▶ [Problem requirements]
Transcribe all records exactly; omit pictures.

▶ [Exercise input]
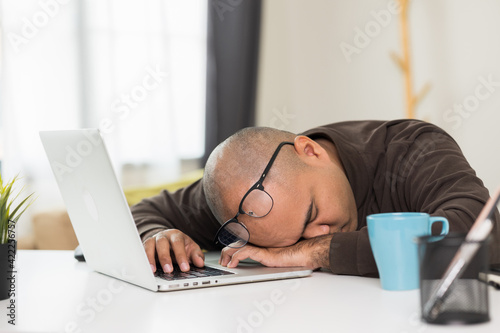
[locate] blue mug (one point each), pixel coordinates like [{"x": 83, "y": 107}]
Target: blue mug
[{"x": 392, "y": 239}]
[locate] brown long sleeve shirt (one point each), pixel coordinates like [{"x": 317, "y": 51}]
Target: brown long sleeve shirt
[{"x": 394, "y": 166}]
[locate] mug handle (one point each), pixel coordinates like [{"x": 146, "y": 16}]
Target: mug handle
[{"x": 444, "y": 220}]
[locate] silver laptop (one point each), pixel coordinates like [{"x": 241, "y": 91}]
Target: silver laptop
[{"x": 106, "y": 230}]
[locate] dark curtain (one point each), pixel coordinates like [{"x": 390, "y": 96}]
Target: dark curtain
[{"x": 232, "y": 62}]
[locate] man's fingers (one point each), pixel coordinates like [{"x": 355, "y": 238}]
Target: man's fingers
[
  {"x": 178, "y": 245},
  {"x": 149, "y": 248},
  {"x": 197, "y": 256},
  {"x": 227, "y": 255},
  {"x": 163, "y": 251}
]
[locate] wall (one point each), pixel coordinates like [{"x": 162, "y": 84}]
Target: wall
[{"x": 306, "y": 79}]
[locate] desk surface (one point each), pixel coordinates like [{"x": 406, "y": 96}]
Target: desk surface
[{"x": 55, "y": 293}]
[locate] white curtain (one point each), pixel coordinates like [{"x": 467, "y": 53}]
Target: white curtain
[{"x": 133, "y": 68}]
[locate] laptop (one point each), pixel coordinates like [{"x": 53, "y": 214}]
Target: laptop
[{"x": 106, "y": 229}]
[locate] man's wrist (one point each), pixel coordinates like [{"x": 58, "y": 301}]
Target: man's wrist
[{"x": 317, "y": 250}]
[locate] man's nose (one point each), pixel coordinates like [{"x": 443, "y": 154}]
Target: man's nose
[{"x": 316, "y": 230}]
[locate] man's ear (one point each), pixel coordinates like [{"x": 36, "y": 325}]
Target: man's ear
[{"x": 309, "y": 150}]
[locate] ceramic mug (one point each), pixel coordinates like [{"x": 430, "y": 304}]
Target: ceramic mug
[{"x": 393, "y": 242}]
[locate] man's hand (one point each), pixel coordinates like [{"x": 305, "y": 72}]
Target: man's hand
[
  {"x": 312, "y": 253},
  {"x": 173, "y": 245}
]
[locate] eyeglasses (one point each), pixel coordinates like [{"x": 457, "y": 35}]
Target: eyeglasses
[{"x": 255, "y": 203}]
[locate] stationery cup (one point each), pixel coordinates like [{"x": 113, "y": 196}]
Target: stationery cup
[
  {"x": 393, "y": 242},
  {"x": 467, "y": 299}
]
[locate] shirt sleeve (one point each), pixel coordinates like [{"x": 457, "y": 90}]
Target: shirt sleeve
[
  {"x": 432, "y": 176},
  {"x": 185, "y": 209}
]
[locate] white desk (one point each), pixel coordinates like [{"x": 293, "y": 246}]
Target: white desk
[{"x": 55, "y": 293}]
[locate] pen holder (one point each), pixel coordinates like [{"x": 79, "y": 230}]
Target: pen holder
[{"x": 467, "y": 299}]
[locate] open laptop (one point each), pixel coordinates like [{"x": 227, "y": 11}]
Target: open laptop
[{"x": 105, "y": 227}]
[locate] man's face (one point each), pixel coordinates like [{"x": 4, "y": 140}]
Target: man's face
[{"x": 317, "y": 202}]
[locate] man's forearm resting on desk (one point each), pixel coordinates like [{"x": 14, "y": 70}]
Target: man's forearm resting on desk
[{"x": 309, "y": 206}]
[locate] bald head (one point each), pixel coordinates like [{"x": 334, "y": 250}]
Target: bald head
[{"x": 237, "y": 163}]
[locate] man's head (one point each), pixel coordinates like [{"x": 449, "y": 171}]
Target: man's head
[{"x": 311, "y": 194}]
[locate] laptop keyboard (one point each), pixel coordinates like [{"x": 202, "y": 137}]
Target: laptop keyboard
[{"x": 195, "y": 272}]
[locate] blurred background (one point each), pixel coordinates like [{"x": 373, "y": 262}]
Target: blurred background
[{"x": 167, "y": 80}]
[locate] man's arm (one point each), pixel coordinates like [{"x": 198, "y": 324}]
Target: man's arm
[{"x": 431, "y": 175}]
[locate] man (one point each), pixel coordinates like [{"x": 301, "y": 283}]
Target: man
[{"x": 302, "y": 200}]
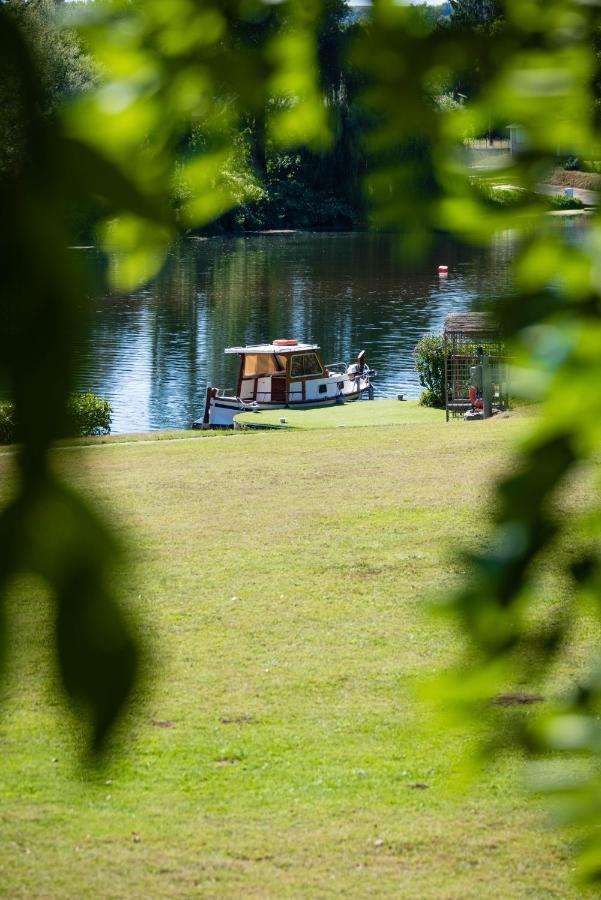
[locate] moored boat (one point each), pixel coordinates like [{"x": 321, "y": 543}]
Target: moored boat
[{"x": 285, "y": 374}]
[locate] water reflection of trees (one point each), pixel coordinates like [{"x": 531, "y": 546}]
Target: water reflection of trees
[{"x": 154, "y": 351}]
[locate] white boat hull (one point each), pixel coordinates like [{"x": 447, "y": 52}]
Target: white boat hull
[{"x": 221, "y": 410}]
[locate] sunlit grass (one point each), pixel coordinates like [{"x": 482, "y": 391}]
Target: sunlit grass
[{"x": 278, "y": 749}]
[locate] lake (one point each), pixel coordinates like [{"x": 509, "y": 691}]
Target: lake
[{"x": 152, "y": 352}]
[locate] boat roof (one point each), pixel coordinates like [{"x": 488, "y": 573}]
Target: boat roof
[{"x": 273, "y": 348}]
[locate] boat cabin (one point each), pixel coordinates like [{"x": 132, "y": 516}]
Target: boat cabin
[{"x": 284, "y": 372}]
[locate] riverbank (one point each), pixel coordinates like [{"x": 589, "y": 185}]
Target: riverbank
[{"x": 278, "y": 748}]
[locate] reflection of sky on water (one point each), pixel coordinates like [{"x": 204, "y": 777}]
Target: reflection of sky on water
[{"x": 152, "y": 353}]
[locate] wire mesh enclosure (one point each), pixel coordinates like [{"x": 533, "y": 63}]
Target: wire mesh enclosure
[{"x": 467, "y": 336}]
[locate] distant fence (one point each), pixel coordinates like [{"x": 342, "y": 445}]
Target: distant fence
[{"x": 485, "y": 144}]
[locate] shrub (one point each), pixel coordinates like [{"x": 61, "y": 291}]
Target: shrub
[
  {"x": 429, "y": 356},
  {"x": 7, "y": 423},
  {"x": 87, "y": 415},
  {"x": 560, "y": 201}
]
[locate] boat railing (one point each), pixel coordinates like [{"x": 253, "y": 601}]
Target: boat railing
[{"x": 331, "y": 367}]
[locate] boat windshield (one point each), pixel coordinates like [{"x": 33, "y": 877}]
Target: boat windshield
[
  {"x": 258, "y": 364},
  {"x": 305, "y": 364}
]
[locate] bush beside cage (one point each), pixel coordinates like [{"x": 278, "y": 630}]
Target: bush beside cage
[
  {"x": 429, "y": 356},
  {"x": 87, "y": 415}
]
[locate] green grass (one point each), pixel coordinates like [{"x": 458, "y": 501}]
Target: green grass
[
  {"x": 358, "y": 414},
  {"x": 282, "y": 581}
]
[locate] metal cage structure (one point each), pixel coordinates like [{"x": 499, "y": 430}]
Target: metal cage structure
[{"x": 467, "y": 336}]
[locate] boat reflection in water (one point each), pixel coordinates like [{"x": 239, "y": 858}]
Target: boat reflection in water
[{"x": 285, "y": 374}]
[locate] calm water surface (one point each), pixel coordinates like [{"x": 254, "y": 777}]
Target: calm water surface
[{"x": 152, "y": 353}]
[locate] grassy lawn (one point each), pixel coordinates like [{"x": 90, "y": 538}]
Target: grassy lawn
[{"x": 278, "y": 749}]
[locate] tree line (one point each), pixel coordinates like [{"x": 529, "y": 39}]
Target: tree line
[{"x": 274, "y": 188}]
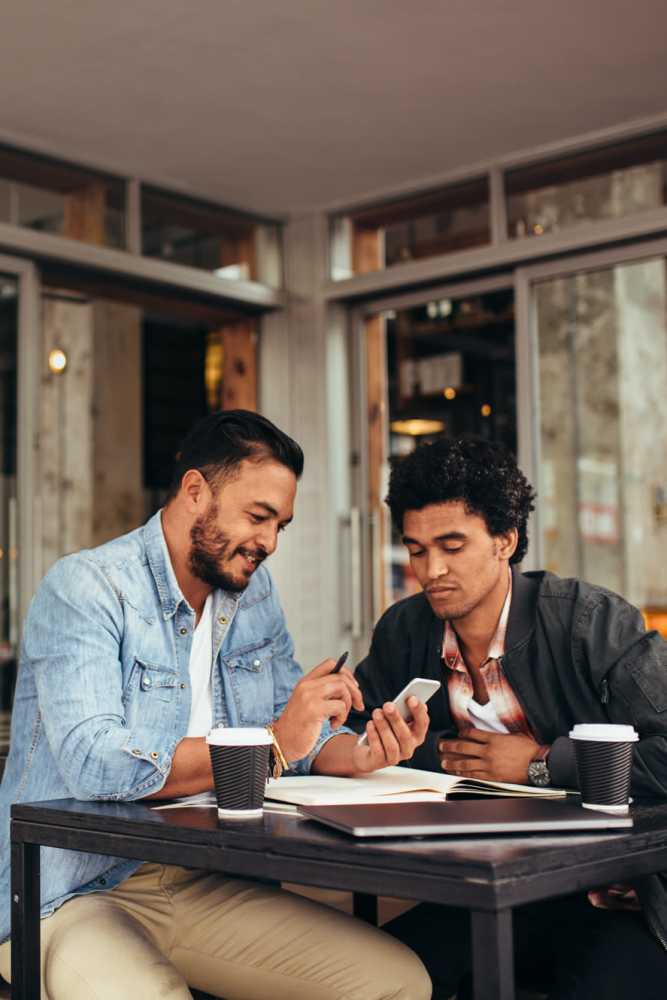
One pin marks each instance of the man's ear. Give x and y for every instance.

▶ [Response to this exercise]
[locate] blue mug (one point each), pixel coordinates like [{"x": 83, "y": 107}]
Target: blue mug
[{"x": 392, "y": 239}]
[locate] brown long sleeve shirt (one point each), pixel coordinates like [{"x": 317, "y": 51}]
Target: brown long sleeve shirt
[{"x": 394, "y": 166}]
[locate] mug handle (one point each), pixel coordinates like [{"x": 146, "y": 16}]
Target: mug handle
[{"x": 444, "y": 220}]
[locate] silver laptop (one point each), pixel coordinates like [{"x": 241, "y": 91}]
Target: silver laptop
[{"x": 106, "y": 230}]
[locate] dark curtain (one point each), pixel coordinates like [{"x": 390, "y": 96}]
Target: dark curtain
[{"x": 232, "y": 62}]
[locate] man's fingers (one point each), pixel coordinates like [{"x": 355, "y": 238}]
Target: man's fingers
[
  {"x": 178, "y": 245},
  {"x": 149, "y": 248},
  {"x": 197, "y": 256},
  {"x": 227, "y": 255},
  {"x": 163, "y": 251}
]
[locate] wall (one point each), pixel coordinates like [{"x": 162, "y": 84}]
Target: wall
[{"x": 306, "y": 79}]
[locate] desk surface (one point each), pixel coordinates like [{"x": 406, "y": 96}]
Target: desk surface
[{"x": 55, "y": 293}]
[locate] white curtain (one point each), pixel coordinates like [{"x": 467, "y": 53}]
Target: white curtain
[{"x": 133, "y": 68}]
[locate] laptop (one point each), pixel coordinates like [{"x": 53, "y": 214}]
Target: laptop
[{"x": 106, "y": 229}]
[locate] man's wrist (one point each), pixel coordinates like [{"x": 58, "y": 301}]
Target: man's wrist
[{"x": 317, "y": 250}]
[locate] man's nose (one point each), pixel coordinates like [{"x": 443, "y": 154}]
Target: man's nose
[{"x": 316, "y": 230}]
[locate] man's ear (one point each), pixel coordinates like [{"x": 36, "y": 325}]
Target: man's ear
[{"x": 309, "y": 150}]
[locate] ceramic mug (one point each), pixel coordinates like [{"x": 430, "y": 304}]
Target: ceramic mug
[{"x": 393, "y": 242}]
[locate] man's hand (one point each), pixel coordinates like [{"x": 305, "y": 72}]
Target: man's hand
[
  {"x": 312, "y": 253},
  {"x": 173, "y": 245}
]
[locate] eyeglasses (one point each), pixel coordinates like [{"x": 457, "y": 35}]
Target: eyeglasses
[{"x": 255, "y": 203}]
[locate] stationery cup (one point each), pixel coordinates like [{"x": 113, "y": 196}]
Target: stationery cup
[
  {"x": 393, "y": 242},
  {"x": 467, "y": 299}
]
[locate] shirt sleeve (one point each), pixel coordinates like [{"x": 457, "y": 90}]
Target: shirt sleeve
[
  {"x": 432, "y": 176},
  {"x": 185, "y": 209}
]
[locate] white desk (one point each), pixel coordinates like [{"x": 293, "y": 246}]
Target: white desk
[{"x": 55, "y": 293}]
[locate] pen holder (one point each), pixel coordinates like [{"x": 79, "y": 230}]
Target: pen holder
[{"x": 467, "y": 299}]
[locate] open laptop (one point each), pixel coordinates like [{"x": 227, "y": 11}]
Target: open laptop
[{"x": 105, "y": 227}]
[locate] man's face (one point each), pixel coordinates like [{"x": 4, "y": 140}]
Target: man's face
[{"x": 317, "y": 202}]
[locate] man's forearm resting on desk (one point each), pixel coordinates like [{"x": 14, "y": 70}]
Target: man's forearm resting on desk
[{"x": 309, "y": 206}]
[locate] bald head (one point each), pixel coordinates like [{"x": 334, "y": 250}]
Target: bald head
[{"x": 237, "y": 163}]
[locate] man's head (one point each), pixel coordinates like [{"x": 449, "y": 171}]
Target: man's head
[{"x": 311, "y": 194}]
[locate] laptop keyboard (one point each), pixel coordinates like [{"x": 202, "y": 137}]
Target: laptop keyboard
[{"x": 195, "y": 272}]
[locate] blurred background (one point each), pixel coordinates like [{"x": 373, "y": 262}]
Target: blurred background
[{"x": 167, "y": 80}]
[locate] man's arm (one point each), pixel coordinates like [{"x": 198, "y": 324}]
Target: man's arm
[{"x": 431, "y": 175}]
[locate] man (one point each), pixel coordinates like [{"x": 301, "y": 283}]
Target: man
[{"x": 302, "y": 200}]
[locate] moored boat (one point each), pixel coordinates like [{"x": 321, "y": 543}]
Target: moored boat
[{"x": 285, "y": 374}]
[locate] water reflection of trees (one point each), pixel coordinates like [{"x": 531, "y": 546}]
Target: water reflection of trees
[{"x": 154, "y": 351}]
[locate] white boat hull (one point each), pixel coordinates like [{"x": 447, "y": 52}]
Target: white boat hull
[{"x": 221, "y": 410}]
[locate] sunlit grass (one point each), pixel coordinates like [{"x": 482, "y": 391}]
Target: sunlit grass
[{"x": 278, "y": 749}]
[locate] lake (one point each), pixel coordinates like [{"x": 509, "y": 691}]
Target: lake
[{"x": 152, "y": 352}]
[locate] boat roof (one point each), pixel coordinates like [{"x": 488, "y": 573}]
Target: boat roof
[{"x": 273, "y": 348}]
[locate] boat cabin (one point each), pixel coordinates like [{"x": 132, "y": 516}]
Target: boat cabin
[{"x": 284, "y": 372}]
[locate] riverbank (one point each), pixel coordinates like [{"x": 589, "y": 185}]
Target: riverbank
[{"x": 278, "y": 748}]
[locate] reflection of sky on water (one point each), pixel coordinates like [{"x": 204, "y": 777}]
Target: reflection of sky on water
[{"x": 152, "y": 353}]
[locate] wire mesh enclosure (one point each), pixel coordinates like [{"x": 533, "y": 63}]
Target: wire mesh enclosure
[{"x": 467, "y": 336}]
[locate] distant fence (one point each), pixel coordinates like [{"x": 342, "y": 445}]
Target: distant fence
[{"x": 485, "y": 144}]
[locate] shrub (one point each), pixel coordinates like [{"x": 61, "y": 291}]
Target: shrub
[
  {"x": 429, "y": 356},
  {"x": 7, "y": 423},
  {"x": 87, "y": 415},
  {"x": 560, "y": 201}
]
[locate] boat railing (one point each), pixel coordinates like [{"x": 253, "y": 601}]
Target: boat railing
[{"x": 331, "y": 367}]
[locate] boat windshield (one point each), pixel coordinates like [{"x": 33, "y": 877}]
Target: boat windshield
[
  {"x": 258, "y": 364},
  {"x": 305, "y": 364}
]
[locate] bush beside cage (one point each), pixel coordinates like [{"x": 278, "y": 630}]
Target: bush beside cage
[
  {"x": 429, "y": 356},
  {"x": 87, "y": 415}
]
[locate] green grass (one point each), pixel coordinates like [{"x": 458, "y": 501}]
Target: green grass
[
  {"x": 358, "y": 414},
  {"x": 282, "y": 581}
]
[locate] metal cage structure (one point each), pixel coordinates like [{"x": 499, "y": 430}]
Target: metal cage structure
[{"x": 467, "y": 336}]
[locate] boat reflection in water (one point each), pixel coordinates like [{"x": 239, "y": 858}]
Target: boat reflection in water
[{"x": 285, "y": 374}]
[locate] calm water surface (one point each), pixel coordinates like [{"x": 254, "y": 777}]
Target: calm water surface
[{"x": 152, "y": 353}]
[locate] grassy lawn (one point each), pixel coordinates like [{"x": 90, "y": 538}]
Target: grassy lawn
[{"x": 278, "y": 749}]
[locate] tree line (one point each), pixel coordinates like [{"x": 529, "y": 39}]
Target: tree line
[{"x": 274, "y": 188}]
One pin marks each instance of the man's ear. Give x and y for every instance.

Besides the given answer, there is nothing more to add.